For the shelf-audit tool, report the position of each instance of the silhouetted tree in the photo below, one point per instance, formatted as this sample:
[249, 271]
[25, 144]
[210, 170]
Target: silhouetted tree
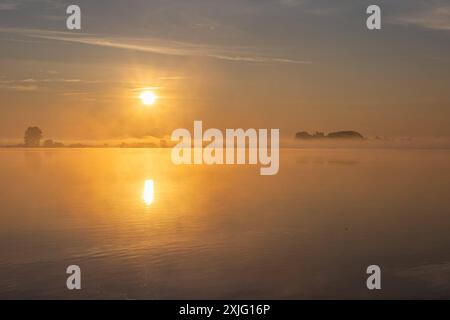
[33, 137]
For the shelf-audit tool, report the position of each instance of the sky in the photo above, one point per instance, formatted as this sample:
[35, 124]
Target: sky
[296, 65]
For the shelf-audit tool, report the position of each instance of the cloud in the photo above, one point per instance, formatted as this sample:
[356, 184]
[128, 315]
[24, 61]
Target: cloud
[435, 18]
[8, 6]
[157, 46]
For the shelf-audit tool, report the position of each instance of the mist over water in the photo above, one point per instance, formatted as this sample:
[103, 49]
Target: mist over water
[142, 228]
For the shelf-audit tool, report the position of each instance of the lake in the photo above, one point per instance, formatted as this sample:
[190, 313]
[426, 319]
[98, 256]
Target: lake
[140, 227]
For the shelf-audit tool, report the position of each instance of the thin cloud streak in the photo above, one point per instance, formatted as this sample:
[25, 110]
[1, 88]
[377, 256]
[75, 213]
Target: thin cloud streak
[437, 18]
[156, 46]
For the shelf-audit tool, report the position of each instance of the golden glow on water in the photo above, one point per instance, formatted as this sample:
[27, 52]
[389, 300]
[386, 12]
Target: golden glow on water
[149, 192]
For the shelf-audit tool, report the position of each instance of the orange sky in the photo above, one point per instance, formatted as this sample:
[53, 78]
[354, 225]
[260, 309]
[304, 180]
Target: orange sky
[293, 65]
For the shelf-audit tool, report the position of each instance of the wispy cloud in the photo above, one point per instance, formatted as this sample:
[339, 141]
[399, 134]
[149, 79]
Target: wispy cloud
[9, 6]
[158, 46]
[436, 18]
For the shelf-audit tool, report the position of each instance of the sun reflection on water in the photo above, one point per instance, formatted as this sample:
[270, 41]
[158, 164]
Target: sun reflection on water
[149, 192]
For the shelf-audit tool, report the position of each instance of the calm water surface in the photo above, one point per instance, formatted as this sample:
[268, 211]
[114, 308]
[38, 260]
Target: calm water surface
[141, 228]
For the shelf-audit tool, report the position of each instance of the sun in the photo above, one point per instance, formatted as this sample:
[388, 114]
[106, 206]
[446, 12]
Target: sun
[148, 98]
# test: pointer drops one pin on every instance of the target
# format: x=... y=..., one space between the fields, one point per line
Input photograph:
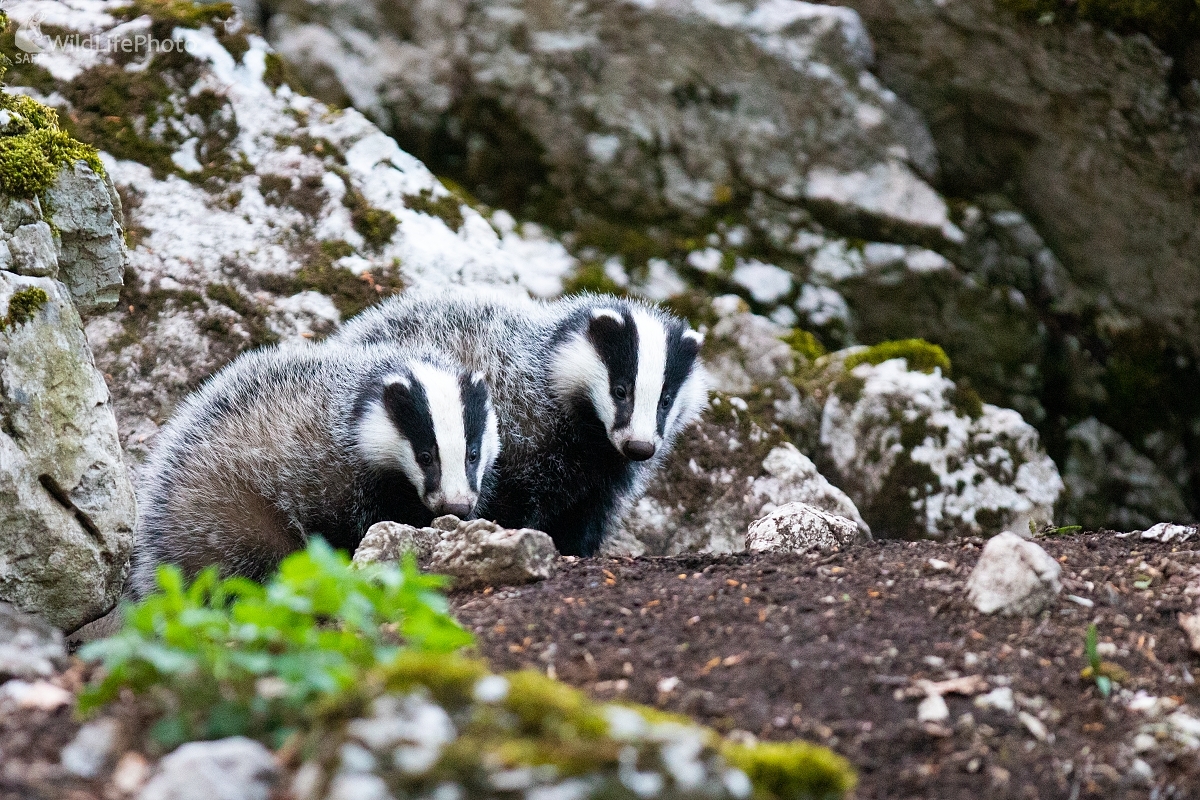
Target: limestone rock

TASK TO COMPLETE: Give back all of the material exactly, though without the images it contains.

WRITTEN REPLY:
For the shelf-audit tool, report the position of each instance of the silhouetted tree in the photo below, one point per instance, formatted as this sample:
[249, 271]
[25, 144]
[210, 170]
Target: silhouetted tree
[33, 137]
For the shelf-audit tool, report the position of each instance of the sky in the photo above, one point per instance, formatted as this sample:
[35, 124]
Target: sky
[296, 65]
For the shelf-audit tool, report the position of each instance of the cloud in the photo above, one point per instance, formatted as this sample:
[356, 184]
[128, 315]
[24, 61]
Target: cloud
[435, 18]
[8, 6]
[157, 46]
For the shelf-audit tool, report the position of each instance of the mist over water in the photo above, one point per instance, formatted as this sample:
[103, 49]
Target: mist over water
[142, 228]
For the shelf-audit tool, report the position of each instance of the lake in the photo above, one point per instance, formatted as this sample:
[190, 313]
[426, 319]
[98, 256]
Target: lake
[140, 227]
For the shelf-audit tool, report the position of each instance of the thin cloud streak in the photo above, one point per instance, formatted as this sample:
[25, 110]
[1, 88]
[377, 256]
[75, 213]
Target: thin cloud streak
[437, 18]
[156, 46]
For the shelf-audit tool, report the position of each instance of the golden glow on water in the photo above, one point per instance, formatted as this sample:
[27, 52]
[389, 300]
[386, 12]
Target: golden glow on water
[149, 192]
For the shelf-audit tool, report the position of each instance of the orange sky in the photo above, one point per instance, formatted as this sample:
[53, 78]
[354, 225]
[260, 309]
[304, 180]
Target: orange sky
[293, 65]
For the shelf-audit tool, report the position of each instance of the wispy cloud in the photo above, one point per instance, formatted as this sample:
[339, 141]
[399, 134]
[149, 79]
Target: wispy cloud
[9, 6]
[158, 46]
[436, 18]
For the shelf-audit tool, report the position of each instance of the sun reflection on water in the photo above, one point per instance, formatted as this sample:
[270, 41]
[158, 164]
Target: sun reflection on water
[149, 192]
For the shelf-audit tool, report the position of each instance of the calm water surface in the photo above, one point per instance, formatted as this sample:
[268, 211]
[114, 308]
[38, 260]
Target: calm water surface
[141, 228]
For the shelf-audit tool, report the position of each instance of the sun in the photo above, one point per instance, formatted as this sample:
[388, 114]
[106, 206]
[446, 12]
Target: sun
[148, 98]
# test: pointer drops one pin on every instance of the target
# format: x=... y=..., one space between the fields, one point per line
Input photograph:
Target: limestone rock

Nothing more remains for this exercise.